Give back each entry word for word, but drop the images.
GIVEN DATA below:
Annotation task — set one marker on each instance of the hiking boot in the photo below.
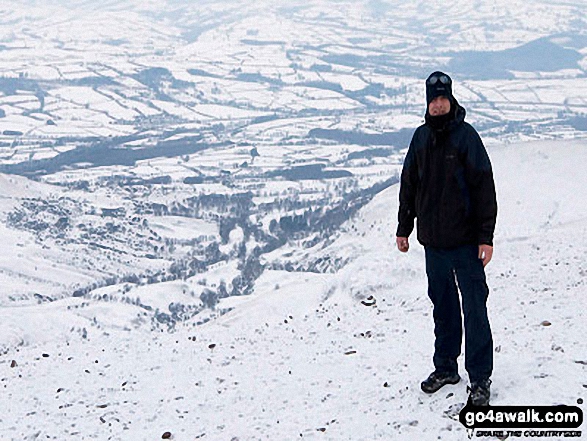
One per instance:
(479, 393)
(438, 379)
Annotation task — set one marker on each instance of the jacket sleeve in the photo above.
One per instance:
(407, 193)
(479, 175)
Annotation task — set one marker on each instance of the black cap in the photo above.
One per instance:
(438, 84)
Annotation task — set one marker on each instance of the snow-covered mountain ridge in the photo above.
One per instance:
(302, 357)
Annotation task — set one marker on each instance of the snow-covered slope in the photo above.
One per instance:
(303, 358)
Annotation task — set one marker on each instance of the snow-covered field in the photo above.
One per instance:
(302, 357)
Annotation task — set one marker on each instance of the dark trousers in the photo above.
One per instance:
(443, 266)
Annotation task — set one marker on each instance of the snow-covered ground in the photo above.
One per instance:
(302, 357)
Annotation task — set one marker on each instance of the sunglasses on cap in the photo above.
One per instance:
(436, 78)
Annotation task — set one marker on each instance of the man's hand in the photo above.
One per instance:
(485, 253)
(402, 244)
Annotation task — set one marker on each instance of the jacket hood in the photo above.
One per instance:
(447, 122)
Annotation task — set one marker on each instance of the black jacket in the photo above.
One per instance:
(447, 184)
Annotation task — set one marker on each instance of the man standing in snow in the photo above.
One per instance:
(447, 184)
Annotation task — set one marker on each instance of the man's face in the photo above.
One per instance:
(439, 106)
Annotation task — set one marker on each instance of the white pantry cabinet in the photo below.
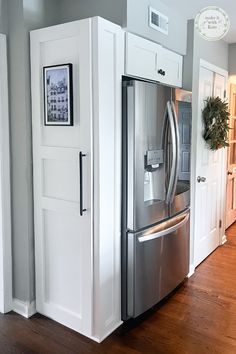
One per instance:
(142, 57)
(149, 60)
(78, 256)
(171, 64)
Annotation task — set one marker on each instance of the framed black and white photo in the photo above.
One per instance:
(58, 95)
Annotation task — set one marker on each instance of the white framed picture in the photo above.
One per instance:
(58, 95)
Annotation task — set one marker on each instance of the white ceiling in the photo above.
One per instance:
(189, 8)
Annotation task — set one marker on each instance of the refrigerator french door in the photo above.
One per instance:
(155, 215)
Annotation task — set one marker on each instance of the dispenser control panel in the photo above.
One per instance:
(154, 157)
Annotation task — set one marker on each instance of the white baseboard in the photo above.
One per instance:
(191, 270)
(224, 240)
(26, 309)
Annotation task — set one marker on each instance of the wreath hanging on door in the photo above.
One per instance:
(216, 126)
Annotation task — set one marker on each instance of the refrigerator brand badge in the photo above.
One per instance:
(212, 23)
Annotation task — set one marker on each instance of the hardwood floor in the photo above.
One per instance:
(199, 318)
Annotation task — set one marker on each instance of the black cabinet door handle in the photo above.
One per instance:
(81, 155)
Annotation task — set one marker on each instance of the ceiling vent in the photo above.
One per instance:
(158, 21)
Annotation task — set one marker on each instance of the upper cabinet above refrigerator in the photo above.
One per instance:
(149, 60)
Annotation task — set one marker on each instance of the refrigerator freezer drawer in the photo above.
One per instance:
(158, 261)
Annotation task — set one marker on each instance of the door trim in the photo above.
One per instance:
(5, 196)
(196, 103)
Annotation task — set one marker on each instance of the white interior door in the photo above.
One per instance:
(208, 183)
(62, 236)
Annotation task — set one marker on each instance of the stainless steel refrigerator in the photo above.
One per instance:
(156, 194)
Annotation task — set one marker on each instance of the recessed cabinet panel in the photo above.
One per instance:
(142, 57)
(62, 266)
(170, 68)
(60, 179)
(149, 60)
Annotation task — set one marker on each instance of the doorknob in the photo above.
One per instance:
(201, 179)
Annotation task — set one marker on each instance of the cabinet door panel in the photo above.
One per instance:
(171, 63)
(63, 237)
(141, 57)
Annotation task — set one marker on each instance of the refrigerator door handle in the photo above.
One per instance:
(174, 152)
(164, 232)
(177, 151)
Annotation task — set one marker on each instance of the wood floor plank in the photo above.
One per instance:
(199, 318)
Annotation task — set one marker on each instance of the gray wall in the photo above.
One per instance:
(112, 10)
(232, 59)
(215, 52)
(137, 22)
(23, 16)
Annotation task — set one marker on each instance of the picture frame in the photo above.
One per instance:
(58, 95)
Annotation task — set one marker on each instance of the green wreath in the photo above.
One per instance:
(215, 117)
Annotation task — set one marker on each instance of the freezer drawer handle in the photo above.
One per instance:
(164, 232)
(81, 155)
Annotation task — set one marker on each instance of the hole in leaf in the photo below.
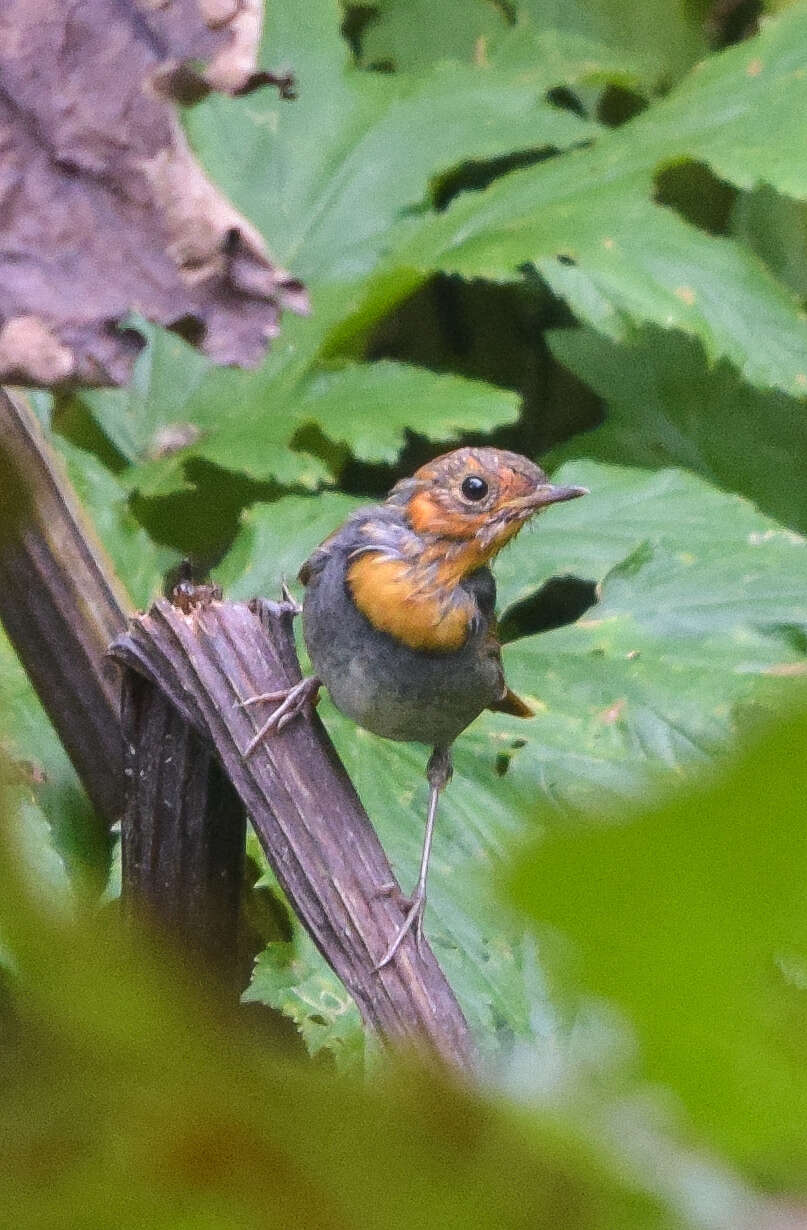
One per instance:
(618, 105)
(559, 602)
(731, 21)
(561, 96)
(473, 176)
(357, 19)
(695, 192)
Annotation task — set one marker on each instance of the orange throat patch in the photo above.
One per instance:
(386, 593)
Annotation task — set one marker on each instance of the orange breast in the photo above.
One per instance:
(386, 593)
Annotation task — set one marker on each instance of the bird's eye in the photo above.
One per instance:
(474, 487)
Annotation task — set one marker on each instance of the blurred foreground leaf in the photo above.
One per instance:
(129, 1101)
(691, 919)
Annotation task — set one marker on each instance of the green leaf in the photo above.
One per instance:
(415, 35)
(557, 49)
(250, 422)
(691, 919)
(158, 1111)
(667, 33)
(369, 407)
(329, 175)
(666, 406)
(700, 622)
(138, 561)
(276, 539)
(294, 979)
(775, 228)
(587, 222)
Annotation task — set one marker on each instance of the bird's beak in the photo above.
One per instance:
(549, 495)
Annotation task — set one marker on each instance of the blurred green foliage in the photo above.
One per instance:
(578, 230)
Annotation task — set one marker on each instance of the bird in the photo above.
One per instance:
(399, 616)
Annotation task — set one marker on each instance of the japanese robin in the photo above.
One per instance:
(399, 614)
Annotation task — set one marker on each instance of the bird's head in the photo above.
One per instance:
(479, 496)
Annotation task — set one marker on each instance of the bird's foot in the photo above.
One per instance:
(289, 602)
(289, 702)
(415, 908)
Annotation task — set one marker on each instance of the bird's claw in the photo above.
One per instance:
(292, 701)
(415, 908)
(289, 600)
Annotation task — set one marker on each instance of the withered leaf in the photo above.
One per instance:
(103, 208)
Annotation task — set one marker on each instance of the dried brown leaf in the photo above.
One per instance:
(103, 207)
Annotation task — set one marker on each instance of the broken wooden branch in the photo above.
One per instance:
(60, 604)
(182, 833)
(207, 659)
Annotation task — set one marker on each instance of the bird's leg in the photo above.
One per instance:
(289, 702)
(439, 774)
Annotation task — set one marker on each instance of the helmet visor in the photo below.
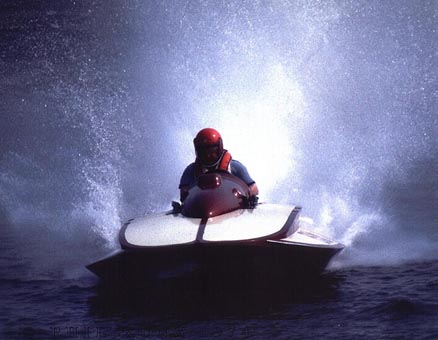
End of GIVEN DATA.
| TASK SOLUTION |
Annotation task — set one marker on each instance of the hiking boot in the photo below.
One per instance:
(479, 393)
(438, 379)
Annotation task — set one marker on each instance of the jacket sleeve in the photo above.
One per instance:
(407, 193)
(479, 175)
Annotation task — set one marker on each instance of the black cap in the photo above.
One per instance:
(438, 84)
Annotation task — set one marker on each instance of the snow-covered mountain ridge in the photo above.
One per instance:
(302, 357)
Annotation task — set one marker on each instance of the snow-covered slope in the photo above.
One per instance:
(303, 358)
Annotation task — set one marker on each instance of the snow-covered field in the photo above.
One per instance:
(302, 357)
Annotation task — set one marker on each instance of the dark trousers in the photo above.
One per instance:
(443, 266)
Annotation task — set one marker on each instance of the snow-covered ground in the photo above.
One per instance:
(302, 357)
Annotation task — set one marker on each instance of the sunglasses on cap in the photo above.
One per instance:
(436, 78)
Annotation task — set one marker on each instance of the man's hand in the photo above.
One per instance:
(485, 253)
(402, 244)
Annotation task — set one marker on each instance of the jacket hood in the photo above.
One per instance:
(447, 122)
Annotation task — set one marker on each instance of the black jacket in the photo above.
One per instance:
(447, 184)
Annotation task — set one marker on each instance of the man standing in snow in the photo above.
One per instance:
(447, 184)
Annotation task — set one marker on each instance of the man's face in the photo above.
One per instance:
(439, 106)
Annotation task — set one marker on each instance of the white pantry cabinet in the photo below.
One per instance:
(142, 57)
(149, 60)
(78, 256)
(171, 64)
Annotation task — set one marker on each instance of the framed black and white photo in the photo above.
One per instance:
(58, 95)
Annotation task — set one marker on each instance of the white framed picture in the photo above.
One per instance:
(58, 95)
Annotation task — set one marker on each instance of the white ceiling in the photo above.
One per instance:
(189, 8)
Annotation task — set one marker on each instance of the refrigerator french door in the photo above.
One per instance:
(155, 215)
Annotation task — set one marker on each instance of the dispenser control panel in the photo above.
One per instance:
(154, 157)
Annotation task — set one marker on each instance of the white baseboard in the photo above.
One per instance:
(191, 270)
(224, 240)
(26, 309)
Annotation task — set one marker on each instance of the wreath hanging on door in the photo above.
One per instance:
(216, 126)
Annotation task — set one marker on each instance of the refrigerator brand badge in the photo above.
One per instance:
(212, 23)
Annotation task — set one marker on each instance of the hardwood floor in the photo above.
One per instance:
(199, 318)
Annotation task — set one marker on each instance of the black cabinet door handle in the photo above.
One per instance:
(81, 155)
Annotation task — set one marker on each instance of the ceiling vent in the photo above.
One per instance:
(158, 21)
Annotation task — set one marker on each instance of the upper cabinet above refrigerator in the photo above.
One per instance:
(149, 60)
Annotation task — set one marker on each instance of the refrigerator freezer drawer in the photo above.
One per instance:
(158, 261)
Annotation task — set one marker on each instance of the door trim in the photo above.
One per instance:
(5, 196)
(196, 103)
Annotation task — set one marker on each instance of the white interior door in the photo above.
One per instance:
(208, 183)
(62, 236)
Annotation task — set one marker on each instance of the stainless steel refrigerator in the photo above.
One per instance:
(156, 194)
Annotation task — set one marker on each instance of the recessed cabinet panel in the photo above.
One per instance:
(142, 57)
(62, 266)
(170, 68)
(60, 179)
(149, 60)
Annotation task — set one marker on each instance of the doorknob in the photo above.
One per instance:
(201, 179)
Annotation task — set one marker on each instance of the cabinet door panel in the photo above.
One per instance:
(171, 63)
(63, 237)
(141, 57)
Annotation task — set one marker on each instance of the refrigerator door handle in the photo above.
One per instance:
(174, 152)
(164, 232)
(177, 151)
Annotation task — set one marker on each instance of the wood floor plank in the photo above.
One per instance:
(199, 318)
Annotation task — set one marker on each instance of the gray wall in the photo above.
One per instance:
(112, 10)
(232, 59)
(215, 52)
(137, 22)
(23, 16)
Annotation task — set one marker on each instance of the picture frame in the photo above.
One per instance:
(58, 95)
Annotation task — set one marker on each instance of the green wreath in the photo above.
One per instance:
(215, 117)
Annotation task — set one marker on each instance of the freezer drawer handle in the photo above.
One per instance:
(164, 232)
(81, 155)
Annotation task — set one marker on each instance of the hole in leaf in the photo below.
One per instance:
(618, 105)
(559, 602)
(731, 21)
(561, 96)
(473, 176)
(357, 19)
(695, 192)
Annotation task — set one marker on each instance of the orange throat patch in the photo above.
One per instance:
(386, 593)
Annotation task — set one marker on each instance of the orange breast in the photo above.
One per instance:
(386, 593)
Annotation task — set one marker on each instance of the bird's eye in the photo above.
One per instance:
(474, 487)
Annotation task — set one marker on each instance of the blurred foreground leaf in the photo above.
One per instance:
(129, 1101)
(691, 919)
Annotation task — set one marker on each instance of the green leaf in the photo above.
One per instance:
(415, 35)
(557, 49)
(250, 422)
(691, 919)
(158, 1111)
(667, 33)
(369, 407)
(329, 175)
(666, 406)
(700, 622)
(138, 561)
(276, 539)
(294, 979)
(775, 228)
(587, 222)
Annotation task — set one marker on each instance of the bird's beak in the photo above.
One per instance:
(549, 495)
Annotation task — set one marker on each instance of the blurred green foliage in the photo above.
One per instance:
(578, 230)
Annotation task — set one marker on each instance of the bird in the photo above.
One per instance:
(399, 616)
Annotation task — set one marker on each instance of the japanese robin in the photo above.
One per instance:
(399, 614)
Annotation task — set one marker on each instance of the bird's head in the photo above.
One per instance:
(479, 496)
Annotation task — set one marker on each instance of the bird's foot in the photo above.
One per instance:
(289, 602)
(289, 702)
(415, 908)
Annotation task — set one marker on each instance of the bird's claw in the photo above.
One per instance:
(292, 701)
(415, 908)
(289, 600)
Annotation task — set one marker on each instance of the withered leaf in the photo above.
One per instance:
(103, 208)
Annotation task — set one marker on each instance of the dried brown leaf in the photo above.
One per instance:
(103, 207)
Annotation task — set one marker on each instance of the broken wooden branch in the photo above.
One per instance:
(60, 604)
(182, 833)
(207, 659)
Annotation task — set one marker on each instance of the bird's leg in the photo above.
One per instance:
(289, 702)
(439, 774)
Annotation task — set one marker on each instance of the helmet visor in the photo below.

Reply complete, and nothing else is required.